• WHAT YOU ARE ASKED TO DO: Copy out the records word for word, starting with their first line and going on through the line that contains "positive clicks: (100, 164)".

• MATERIAL TO PROCESS:
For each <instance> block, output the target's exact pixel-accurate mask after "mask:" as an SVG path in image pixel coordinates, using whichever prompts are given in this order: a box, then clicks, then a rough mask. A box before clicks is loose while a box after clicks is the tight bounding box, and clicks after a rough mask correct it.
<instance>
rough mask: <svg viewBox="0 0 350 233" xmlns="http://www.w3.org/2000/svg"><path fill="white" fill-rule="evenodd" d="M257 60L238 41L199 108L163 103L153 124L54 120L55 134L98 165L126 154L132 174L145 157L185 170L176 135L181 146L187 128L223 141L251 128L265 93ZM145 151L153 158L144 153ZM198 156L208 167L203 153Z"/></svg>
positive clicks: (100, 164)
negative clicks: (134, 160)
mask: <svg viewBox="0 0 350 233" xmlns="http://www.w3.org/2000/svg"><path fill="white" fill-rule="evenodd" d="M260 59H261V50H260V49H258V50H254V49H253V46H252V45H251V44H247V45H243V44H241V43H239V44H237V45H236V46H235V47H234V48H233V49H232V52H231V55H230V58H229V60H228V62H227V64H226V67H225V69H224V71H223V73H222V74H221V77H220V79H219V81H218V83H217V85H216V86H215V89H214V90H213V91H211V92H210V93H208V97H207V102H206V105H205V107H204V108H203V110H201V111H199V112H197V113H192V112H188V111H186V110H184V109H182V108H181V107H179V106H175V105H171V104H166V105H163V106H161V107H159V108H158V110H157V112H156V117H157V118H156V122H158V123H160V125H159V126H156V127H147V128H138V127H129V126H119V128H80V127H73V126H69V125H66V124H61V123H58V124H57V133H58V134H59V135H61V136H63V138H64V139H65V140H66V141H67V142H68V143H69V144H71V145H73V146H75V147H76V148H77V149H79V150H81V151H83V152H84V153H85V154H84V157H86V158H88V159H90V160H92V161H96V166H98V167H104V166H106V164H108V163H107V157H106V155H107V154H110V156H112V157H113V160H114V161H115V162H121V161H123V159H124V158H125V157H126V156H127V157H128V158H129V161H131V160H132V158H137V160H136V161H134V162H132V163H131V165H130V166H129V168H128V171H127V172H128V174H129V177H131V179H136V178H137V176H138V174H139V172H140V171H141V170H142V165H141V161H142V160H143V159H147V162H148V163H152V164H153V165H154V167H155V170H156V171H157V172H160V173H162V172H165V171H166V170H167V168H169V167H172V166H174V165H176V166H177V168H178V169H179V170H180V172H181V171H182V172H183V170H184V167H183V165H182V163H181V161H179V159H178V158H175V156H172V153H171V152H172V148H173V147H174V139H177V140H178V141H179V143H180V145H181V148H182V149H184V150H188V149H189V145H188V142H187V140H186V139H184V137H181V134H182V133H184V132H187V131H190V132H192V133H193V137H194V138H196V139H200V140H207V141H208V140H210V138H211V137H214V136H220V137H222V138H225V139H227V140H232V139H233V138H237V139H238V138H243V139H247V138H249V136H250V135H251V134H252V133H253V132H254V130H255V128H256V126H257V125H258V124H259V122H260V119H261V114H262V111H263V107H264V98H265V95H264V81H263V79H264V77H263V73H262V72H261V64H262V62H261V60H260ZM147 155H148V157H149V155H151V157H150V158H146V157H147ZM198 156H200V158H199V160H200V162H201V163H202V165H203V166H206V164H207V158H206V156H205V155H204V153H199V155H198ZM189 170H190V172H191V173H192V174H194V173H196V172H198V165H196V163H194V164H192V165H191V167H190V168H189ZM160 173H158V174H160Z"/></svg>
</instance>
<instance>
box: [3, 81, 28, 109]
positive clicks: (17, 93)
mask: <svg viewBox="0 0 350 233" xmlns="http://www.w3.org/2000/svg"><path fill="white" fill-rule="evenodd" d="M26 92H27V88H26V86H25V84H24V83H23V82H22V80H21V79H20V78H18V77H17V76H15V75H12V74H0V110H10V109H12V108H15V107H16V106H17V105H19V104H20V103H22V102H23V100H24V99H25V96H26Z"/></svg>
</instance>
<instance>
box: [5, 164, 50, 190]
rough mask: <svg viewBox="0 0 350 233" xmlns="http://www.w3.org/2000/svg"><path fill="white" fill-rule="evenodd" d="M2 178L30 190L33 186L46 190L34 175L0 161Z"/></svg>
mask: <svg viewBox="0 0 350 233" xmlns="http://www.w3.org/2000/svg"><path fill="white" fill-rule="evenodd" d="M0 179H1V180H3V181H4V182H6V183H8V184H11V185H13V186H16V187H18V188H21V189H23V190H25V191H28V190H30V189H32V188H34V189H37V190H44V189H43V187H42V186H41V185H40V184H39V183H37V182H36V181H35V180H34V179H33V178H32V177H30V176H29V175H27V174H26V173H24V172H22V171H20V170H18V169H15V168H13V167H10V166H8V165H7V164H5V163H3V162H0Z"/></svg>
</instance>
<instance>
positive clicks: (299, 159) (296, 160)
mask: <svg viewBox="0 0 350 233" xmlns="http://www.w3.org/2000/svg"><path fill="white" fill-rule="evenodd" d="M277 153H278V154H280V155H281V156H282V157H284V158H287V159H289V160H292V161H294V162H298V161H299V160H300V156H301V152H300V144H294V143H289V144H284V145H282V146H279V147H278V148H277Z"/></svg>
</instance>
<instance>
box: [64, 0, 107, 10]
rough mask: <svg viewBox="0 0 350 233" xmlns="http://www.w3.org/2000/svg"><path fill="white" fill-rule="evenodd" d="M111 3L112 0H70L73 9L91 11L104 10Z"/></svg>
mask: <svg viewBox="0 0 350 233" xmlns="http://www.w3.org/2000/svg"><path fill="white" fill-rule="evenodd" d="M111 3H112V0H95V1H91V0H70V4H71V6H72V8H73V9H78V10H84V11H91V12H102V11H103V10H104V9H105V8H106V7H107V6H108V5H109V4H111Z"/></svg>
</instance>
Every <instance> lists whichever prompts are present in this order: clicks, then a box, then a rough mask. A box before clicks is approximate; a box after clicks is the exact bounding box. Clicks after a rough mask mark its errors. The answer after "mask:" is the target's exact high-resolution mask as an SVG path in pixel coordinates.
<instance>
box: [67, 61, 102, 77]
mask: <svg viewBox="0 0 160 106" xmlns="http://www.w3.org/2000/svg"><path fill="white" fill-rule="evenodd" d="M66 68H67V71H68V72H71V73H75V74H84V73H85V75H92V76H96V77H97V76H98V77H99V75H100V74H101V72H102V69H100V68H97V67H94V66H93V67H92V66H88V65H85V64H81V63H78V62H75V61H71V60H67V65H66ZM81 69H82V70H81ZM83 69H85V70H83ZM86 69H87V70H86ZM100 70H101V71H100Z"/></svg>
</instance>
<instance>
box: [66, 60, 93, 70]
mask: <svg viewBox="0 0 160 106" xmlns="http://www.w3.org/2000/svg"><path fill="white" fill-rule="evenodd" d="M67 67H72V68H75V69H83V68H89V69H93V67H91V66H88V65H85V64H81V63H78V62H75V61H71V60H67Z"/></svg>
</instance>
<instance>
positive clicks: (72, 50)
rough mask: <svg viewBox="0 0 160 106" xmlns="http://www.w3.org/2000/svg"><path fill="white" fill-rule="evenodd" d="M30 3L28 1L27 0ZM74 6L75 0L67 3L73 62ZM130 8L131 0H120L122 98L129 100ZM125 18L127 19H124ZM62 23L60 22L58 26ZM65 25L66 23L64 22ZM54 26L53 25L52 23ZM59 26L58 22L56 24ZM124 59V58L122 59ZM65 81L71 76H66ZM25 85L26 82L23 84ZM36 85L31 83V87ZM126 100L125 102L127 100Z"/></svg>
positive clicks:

• SOLUTION TO THE PROBLEM:
For each <instance> block, output the target's exact pixel-accurate mask after "mask:" as an SVG path in image pixel coordinates, using whichever prompts are given in this order: a box, then clicks, then a rough mask. A box before clicks is loose while a box after clicks is the tight bounding box, and clicks after a rough mask correct it.
<instance>
rough mask: <svg viewBox="0 0 350 233" xmlns="http://www.w3.org/2000/svg"><path fill="white" fill-rule="evenodd" d="M257 60L238 41L199 108L163 103L153 124L54 120L55 134L98 165L126 154L132 174L145 157L185 170L176 135L181 146L187 128L223 141L251 128L265 93ZM145 151L153 158L144 153ZM198 156L208 167L203 153Z"/></svg>
positive clicks: (100, 164)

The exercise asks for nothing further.